**What the task asks**: Exactly reproduce the lines from the one holding "Reviewer note: check that each instance of the stone" through the final line of the listing below, with both ends included and nothing else.

**Material provided**:
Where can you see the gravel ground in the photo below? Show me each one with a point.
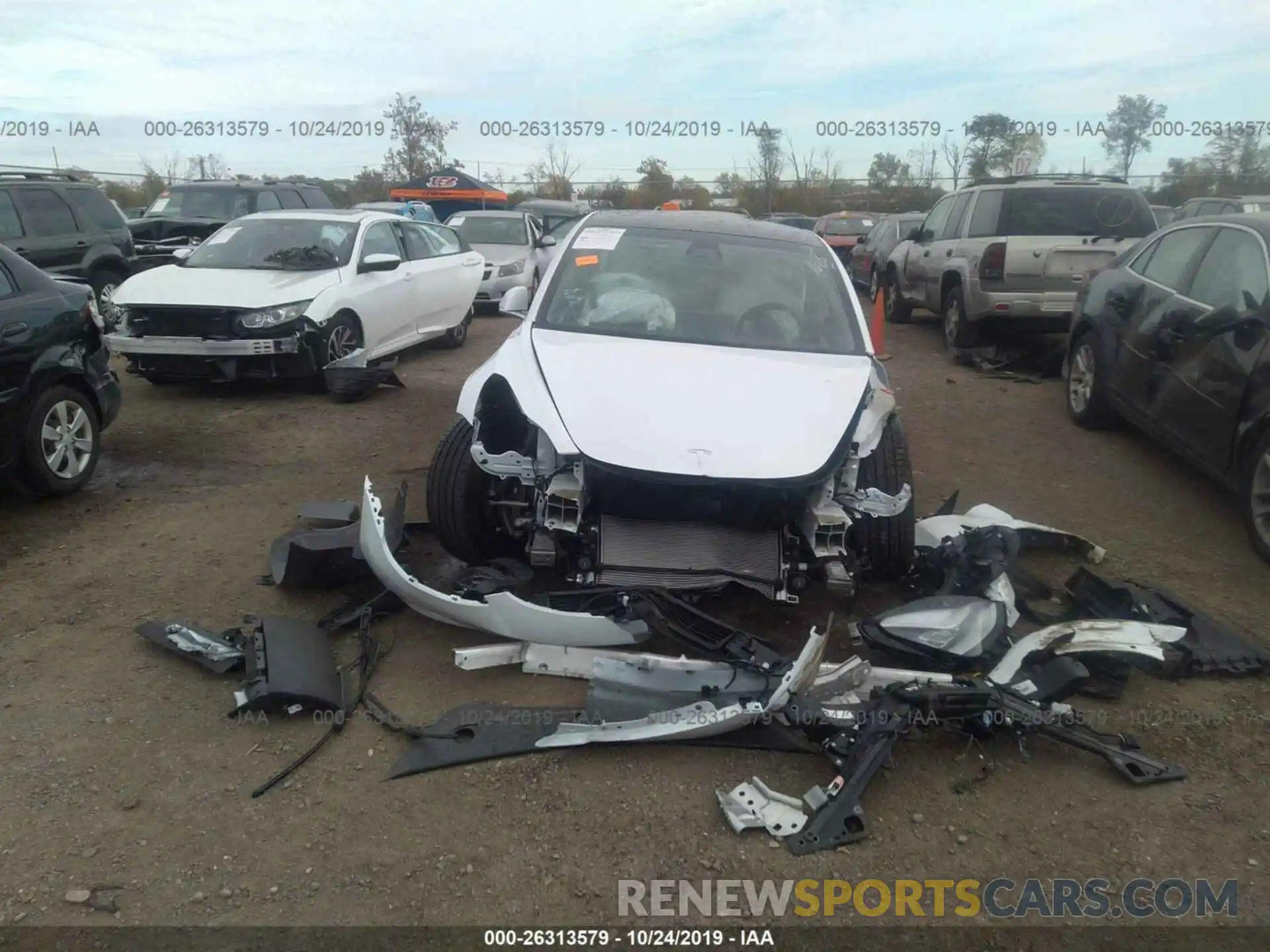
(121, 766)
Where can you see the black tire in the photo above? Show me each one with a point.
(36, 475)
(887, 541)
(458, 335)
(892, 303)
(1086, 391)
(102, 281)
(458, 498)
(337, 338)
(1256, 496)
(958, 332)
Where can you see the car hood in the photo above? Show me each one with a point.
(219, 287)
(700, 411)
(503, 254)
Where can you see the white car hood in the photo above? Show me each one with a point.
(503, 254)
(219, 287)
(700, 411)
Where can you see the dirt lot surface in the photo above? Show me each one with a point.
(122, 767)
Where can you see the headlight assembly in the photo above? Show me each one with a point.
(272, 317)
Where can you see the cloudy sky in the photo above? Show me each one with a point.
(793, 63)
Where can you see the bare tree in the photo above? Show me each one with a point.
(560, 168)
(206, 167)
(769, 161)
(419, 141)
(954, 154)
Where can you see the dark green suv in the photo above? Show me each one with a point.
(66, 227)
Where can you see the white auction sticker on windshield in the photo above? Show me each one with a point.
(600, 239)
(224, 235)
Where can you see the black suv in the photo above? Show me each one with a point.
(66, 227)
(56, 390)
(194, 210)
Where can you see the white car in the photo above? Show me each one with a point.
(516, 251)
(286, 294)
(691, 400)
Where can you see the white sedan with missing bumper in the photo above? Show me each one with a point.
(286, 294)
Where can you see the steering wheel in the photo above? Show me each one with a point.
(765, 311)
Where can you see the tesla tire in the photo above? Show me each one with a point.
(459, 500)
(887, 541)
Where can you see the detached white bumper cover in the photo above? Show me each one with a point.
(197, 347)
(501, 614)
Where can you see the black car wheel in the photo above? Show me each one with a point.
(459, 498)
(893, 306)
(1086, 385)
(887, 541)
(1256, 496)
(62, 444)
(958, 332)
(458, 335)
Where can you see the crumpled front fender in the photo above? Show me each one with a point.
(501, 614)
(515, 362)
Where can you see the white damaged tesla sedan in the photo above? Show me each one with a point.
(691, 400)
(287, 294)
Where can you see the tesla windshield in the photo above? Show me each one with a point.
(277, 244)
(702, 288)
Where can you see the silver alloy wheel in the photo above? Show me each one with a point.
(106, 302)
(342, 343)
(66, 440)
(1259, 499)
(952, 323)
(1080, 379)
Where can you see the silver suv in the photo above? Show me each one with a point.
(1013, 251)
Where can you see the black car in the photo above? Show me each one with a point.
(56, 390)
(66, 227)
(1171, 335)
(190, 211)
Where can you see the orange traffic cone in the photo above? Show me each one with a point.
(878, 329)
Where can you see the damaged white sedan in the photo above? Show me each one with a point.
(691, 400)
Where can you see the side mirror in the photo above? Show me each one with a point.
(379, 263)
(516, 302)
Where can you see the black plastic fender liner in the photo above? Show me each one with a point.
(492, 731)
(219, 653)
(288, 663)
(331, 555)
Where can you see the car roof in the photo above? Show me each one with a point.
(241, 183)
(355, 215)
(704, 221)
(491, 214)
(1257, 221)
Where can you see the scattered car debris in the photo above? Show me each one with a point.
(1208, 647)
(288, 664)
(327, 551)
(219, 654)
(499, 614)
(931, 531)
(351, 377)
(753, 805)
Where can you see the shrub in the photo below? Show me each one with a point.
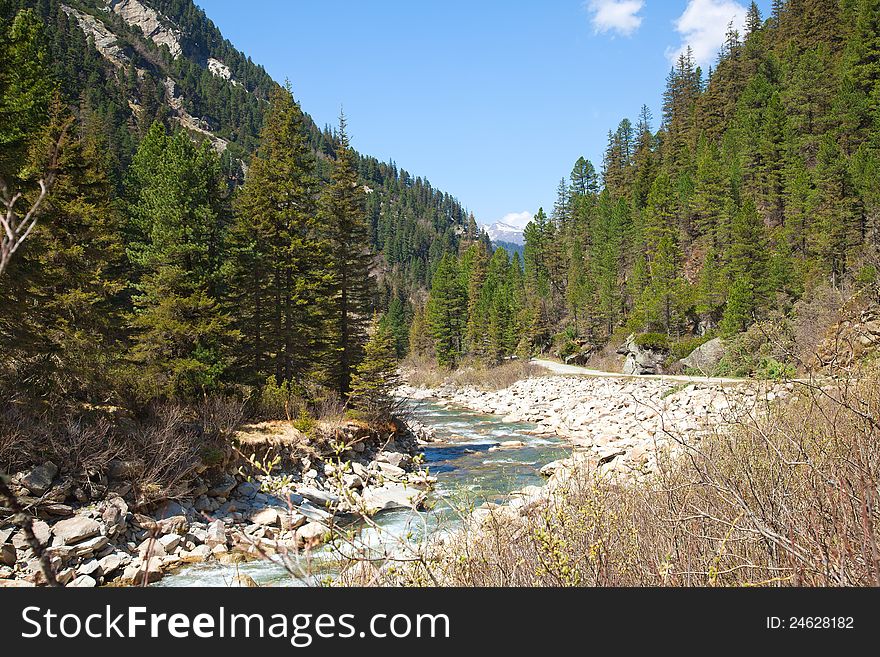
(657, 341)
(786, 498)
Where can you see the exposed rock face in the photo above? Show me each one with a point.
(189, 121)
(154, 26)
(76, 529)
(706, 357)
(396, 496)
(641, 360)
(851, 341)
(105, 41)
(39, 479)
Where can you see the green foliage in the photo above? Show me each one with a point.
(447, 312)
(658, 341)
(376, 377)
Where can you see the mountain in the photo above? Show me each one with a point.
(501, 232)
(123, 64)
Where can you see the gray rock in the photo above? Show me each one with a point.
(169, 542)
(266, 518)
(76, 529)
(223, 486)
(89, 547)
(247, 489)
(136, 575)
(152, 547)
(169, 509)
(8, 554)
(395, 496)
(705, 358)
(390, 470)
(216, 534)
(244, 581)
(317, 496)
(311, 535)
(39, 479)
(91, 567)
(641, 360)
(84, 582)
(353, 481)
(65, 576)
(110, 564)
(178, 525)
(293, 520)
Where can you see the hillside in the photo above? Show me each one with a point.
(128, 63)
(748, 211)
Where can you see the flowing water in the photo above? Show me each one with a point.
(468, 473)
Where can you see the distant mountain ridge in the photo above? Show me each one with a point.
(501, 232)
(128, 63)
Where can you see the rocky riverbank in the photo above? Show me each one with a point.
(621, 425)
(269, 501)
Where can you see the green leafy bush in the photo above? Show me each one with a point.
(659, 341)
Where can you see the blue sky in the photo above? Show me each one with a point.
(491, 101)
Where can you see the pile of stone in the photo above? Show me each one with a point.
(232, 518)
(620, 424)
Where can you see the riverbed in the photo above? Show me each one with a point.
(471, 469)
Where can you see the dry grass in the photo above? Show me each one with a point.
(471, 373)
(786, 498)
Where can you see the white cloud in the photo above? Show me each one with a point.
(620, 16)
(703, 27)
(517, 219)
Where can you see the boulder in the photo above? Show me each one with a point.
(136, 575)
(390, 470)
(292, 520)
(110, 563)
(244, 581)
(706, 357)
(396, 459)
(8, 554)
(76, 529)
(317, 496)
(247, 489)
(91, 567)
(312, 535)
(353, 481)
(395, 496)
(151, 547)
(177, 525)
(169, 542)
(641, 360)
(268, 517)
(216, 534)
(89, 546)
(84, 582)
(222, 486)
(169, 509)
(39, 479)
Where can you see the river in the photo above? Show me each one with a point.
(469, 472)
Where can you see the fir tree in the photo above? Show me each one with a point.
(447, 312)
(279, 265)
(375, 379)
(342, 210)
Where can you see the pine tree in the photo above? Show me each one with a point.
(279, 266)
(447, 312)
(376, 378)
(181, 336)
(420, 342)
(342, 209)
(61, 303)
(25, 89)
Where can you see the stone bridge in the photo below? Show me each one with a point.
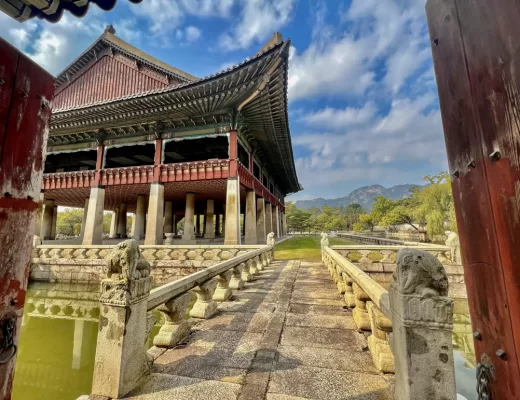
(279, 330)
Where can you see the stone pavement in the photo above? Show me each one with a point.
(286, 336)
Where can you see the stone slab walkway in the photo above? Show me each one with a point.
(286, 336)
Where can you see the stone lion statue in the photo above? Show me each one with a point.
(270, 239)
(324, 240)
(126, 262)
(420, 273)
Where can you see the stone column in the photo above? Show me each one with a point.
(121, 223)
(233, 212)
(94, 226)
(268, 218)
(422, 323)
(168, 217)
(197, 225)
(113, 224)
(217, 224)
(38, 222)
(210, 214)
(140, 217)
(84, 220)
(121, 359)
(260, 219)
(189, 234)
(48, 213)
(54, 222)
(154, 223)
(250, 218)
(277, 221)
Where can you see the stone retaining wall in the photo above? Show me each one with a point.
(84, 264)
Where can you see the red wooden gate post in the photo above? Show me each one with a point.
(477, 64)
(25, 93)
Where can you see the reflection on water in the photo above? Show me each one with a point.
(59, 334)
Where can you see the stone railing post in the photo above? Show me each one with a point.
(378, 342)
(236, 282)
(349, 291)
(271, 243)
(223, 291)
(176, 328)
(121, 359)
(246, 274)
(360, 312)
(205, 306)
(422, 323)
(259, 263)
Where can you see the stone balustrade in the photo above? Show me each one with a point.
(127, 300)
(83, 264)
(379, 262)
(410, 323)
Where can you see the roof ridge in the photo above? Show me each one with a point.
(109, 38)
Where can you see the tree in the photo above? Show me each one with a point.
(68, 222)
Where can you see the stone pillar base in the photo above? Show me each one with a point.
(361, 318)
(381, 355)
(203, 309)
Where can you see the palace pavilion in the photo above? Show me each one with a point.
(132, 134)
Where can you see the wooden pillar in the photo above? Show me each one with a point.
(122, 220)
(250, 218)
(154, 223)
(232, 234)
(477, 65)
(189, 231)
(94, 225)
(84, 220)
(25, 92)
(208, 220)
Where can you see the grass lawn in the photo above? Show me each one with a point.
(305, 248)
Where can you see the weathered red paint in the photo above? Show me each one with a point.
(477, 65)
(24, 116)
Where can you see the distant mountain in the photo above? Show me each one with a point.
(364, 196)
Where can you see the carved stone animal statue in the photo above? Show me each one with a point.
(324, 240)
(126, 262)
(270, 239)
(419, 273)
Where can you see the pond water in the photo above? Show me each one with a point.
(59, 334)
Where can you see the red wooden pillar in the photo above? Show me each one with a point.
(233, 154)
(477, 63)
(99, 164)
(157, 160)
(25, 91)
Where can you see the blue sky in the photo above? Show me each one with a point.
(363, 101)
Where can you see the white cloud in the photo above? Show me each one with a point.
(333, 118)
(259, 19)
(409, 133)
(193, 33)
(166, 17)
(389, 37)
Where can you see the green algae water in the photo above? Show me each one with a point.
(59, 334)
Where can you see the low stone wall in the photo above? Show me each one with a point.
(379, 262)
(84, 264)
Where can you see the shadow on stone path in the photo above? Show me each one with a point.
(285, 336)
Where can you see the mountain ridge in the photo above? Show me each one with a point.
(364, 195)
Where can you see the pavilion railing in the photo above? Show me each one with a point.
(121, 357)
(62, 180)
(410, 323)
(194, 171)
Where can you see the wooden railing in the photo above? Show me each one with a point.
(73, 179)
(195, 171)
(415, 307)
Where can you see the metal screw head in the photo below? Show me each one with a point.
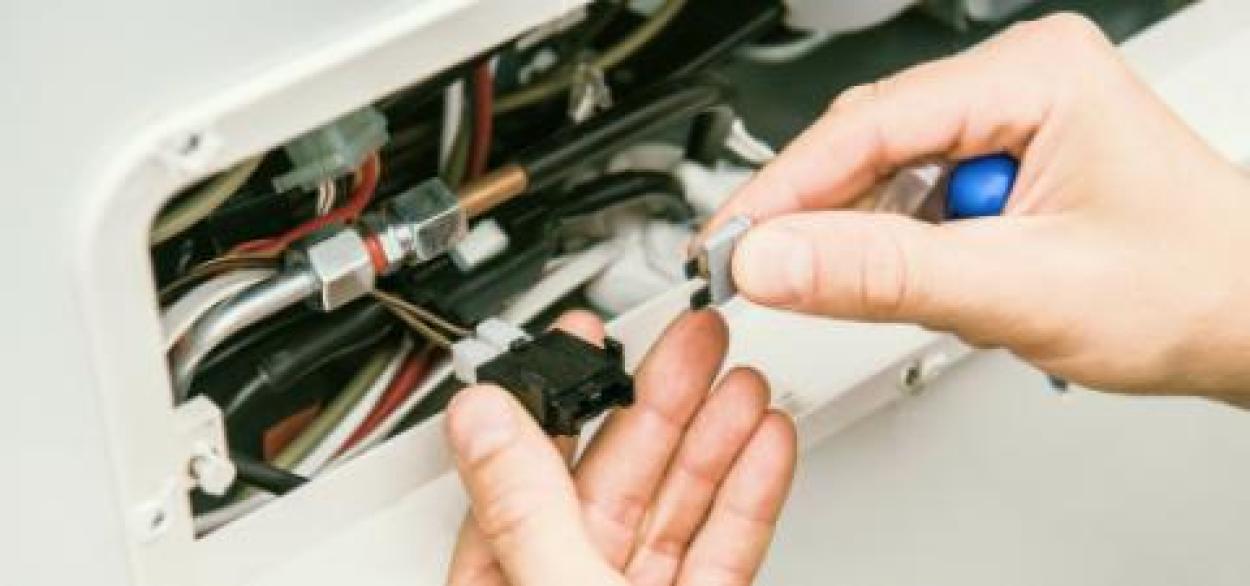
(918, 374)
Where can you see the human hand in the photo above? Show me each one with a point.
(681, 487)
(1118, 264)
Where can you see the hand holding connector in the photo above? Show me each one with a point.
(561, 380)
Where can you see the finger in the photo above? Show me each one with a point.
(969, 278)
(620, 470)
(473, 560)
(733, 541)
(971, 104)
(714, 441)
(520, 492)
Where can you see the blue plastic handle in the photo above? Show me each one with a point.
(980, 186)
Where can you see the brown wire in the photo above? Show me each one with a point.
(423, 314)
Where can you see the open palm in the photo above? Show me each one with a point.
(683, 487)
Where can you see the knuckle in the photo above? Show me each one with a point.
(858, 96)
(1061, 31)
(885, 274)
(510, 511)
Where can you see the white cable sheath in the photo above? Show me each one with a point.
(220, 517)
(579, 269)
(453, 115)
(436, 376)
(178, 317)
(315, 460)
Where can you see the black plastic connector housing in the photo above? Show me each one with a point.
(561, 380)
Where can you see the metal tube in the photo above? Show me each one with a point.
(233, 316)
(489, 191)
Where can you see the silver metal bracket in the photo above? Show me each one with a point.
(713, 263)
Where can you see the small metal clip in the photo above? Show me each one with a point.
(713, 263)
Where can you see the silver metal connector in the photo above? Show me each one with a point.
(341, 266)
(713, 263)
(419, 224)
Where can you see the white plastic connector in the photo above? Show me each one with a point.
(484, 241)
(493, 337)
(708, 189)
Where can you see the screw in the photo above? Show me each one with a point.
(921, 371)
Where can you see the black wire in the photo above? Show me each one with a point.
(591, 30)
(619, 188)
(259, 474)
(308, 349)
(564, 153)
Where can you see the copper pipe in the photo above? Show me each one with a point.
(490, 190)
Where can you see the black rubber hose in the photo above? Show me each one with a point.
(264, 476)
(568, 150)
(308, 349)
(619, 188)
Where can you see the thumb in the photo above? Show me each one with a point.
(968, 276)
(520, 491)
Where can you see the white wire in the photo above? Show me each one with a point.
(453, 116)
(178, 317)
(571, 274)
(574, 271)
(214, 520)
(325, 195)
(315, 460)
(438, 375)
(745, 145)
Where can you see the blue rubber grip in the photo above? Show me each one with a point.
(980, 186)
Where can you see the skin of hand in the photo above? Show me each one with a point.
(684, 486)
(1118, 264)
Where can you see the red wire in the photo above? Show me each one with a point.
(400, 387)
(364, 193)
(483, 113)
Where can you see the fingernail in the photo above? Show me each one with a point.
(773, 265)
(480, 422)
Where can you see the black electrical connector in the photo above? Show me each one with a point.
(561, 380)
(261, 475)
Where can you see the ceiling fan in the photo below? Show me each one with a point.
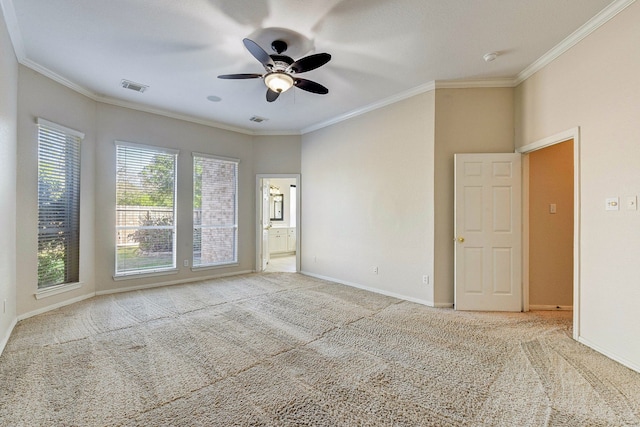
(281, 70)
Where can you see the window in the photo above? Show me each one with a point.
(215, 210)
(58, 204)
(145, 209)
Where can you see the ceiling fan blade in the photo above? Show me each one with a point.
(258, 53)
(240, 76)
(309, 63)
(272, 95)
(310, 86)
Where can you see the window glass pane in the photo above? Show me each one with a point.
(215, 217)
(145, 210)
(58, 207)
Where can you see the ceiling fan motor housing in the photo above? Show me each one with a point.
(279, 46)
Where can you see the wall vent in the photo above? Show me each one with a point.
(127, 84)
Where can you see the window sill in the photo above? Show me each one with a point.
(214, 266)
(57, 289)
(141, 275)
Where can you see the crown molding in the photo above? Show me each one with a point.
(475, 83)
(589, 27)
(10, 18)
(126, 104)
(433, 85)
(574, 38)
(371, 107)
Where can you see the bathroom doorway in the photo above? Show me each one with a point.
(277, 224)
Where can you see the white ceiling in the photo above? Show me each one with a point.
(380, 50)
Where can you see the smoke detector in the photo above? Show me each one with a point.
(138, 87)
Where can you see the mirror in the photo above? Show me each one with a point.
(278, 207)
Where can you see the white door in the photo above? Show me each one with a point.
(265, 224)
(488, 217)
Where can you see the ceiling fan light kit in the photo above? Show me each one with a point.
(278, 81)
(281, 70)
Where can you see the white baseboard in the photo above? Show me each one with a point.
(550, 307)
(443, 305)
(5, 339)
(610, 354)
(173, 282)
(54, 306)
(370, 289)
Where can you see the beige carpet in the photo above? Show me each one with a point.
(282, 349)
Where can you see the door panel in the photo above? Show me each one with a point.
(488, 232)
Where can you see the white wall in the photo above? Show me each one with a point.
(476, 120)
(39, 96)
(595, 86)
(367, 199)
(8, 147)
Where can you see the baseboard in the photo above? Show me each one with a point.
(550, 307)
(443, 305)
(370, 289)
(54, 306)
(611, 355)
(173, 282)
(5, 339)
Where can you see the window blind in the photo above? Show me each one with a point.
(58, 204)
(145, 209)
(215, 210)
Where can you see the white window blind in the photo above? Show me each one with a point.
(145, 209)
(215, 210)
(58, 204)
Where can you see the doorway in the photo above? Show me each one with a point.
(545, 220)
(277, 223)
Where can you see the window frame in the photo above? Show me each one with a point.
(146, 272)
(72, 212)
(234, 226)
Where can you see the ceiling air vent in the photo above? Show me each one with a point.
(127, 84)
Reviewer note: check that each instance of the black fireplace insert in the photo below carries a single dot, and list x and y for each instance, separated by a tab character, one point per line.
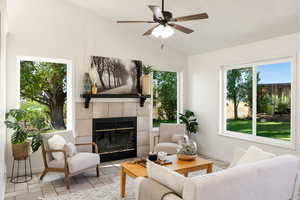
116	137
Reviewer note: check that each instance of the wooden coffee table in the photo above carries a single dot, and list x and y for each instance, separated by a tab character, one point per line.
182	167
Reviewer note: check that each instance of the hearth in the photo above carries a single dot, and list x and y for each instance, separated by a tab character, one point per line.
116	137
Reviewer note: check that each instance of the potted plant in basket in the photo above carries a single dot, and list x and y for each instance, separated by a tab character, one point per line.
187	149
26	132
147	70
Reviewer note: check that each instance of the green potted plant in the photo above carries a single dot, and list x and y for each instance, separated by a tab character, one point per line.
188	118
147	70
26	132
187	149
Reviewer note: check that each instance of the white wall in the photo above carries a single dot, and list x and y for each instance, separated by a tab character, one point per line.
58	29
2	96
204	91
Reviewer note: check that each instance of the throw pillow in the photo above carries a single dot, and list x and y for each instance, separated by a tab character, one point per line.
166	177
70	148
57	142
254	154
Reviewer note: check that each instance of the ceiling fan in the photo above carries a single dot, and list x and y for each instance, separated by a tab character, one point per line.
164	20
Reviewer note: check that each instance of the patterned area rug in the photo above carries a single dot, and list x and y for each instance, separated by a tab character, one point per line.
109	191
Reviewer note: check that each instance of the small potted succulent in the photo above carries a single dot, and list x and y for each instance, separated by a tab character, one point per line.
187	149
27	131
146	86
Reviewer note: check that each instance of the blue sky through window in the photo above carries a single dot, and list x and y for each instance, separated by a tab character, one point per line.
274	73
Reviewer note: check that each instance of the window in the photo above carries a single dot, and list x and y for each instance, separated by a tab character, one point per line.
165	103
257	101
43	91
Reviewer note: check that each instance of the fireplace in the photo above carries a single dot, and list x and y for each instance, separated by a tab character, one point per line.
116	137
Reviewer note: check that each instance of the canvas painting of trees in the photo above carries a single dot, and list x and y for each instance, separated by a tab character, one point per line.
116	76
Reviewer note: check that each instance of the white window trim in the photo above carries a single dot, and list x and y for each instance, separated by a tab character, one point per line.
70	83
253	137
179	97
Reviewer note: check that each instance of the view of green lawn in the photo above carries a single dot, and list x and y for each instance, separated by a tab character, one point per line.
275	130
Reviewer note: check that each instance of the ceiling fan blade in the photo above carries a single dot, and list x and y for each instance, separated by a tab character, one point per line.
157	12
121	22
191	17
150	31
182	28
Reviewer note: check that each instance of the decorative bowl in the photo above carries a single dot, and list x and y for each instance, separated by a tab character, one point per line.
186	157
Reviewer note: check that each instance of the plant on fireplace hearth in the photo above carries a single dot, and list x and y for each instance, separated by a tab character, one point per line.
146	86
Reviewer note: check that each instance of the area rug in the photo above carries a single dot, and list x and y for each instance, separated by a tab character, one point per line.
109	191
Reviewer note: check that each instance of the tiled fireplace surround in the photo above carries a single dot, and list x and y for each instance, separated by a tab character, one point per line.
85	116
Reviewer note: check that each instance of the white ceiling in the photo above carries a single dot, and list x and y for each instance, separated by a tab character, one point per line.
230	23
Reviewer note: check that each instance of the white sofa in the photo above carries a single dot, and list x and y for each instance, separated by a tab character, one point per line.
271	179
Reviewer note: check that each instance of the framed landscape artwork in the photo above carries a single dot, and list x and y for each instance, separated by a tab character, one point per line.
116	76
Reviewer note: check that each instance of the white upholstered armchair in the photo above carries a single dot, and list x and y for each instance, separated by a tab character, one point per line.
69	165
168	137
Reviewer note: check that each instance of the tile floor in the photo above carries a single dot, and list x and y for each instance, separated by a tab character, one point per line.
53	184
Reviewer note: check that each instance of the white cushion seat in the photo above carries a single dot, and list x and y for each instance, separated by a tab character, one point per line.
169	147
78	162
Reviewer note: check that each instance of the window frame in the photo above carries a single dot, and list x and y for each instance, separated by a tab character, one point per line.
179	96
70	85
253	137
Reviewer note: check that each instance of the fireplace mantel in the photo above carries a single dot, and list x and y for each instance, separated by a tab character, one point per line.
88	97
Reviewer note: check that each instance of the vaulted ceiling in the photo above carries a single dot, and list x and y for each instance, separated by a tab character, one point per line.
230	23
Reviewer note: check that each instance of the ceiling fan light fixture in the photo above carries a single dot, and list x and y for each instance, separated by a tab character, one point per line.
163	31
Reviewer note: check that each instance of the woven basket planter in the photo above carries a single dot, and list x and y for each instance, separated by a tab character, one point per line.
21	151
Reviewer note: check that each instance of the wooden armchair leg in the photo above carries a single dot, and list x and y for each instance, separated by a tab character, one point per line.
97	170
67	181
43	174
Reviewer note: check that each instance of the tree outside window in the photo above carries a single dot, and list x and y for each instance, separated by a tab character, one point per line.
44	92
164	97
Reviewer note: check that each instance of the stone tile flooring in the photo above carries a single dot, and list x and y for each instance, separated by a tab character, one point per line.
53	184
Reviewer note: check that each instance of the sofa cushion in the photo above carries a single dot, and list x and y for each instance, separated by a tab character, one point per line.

**Response for this exercise**:
Reviewer note: check that each instance of the stone tile flooring in the photo above carries a single dot, and list x and y for each instance, separated by a tab character, one point per line.
53	184
Reviewer note: check that each instance of the sofa cushion in the photo above carries a single dot, and list x and y for each instance, separated by a tab character, one point per line.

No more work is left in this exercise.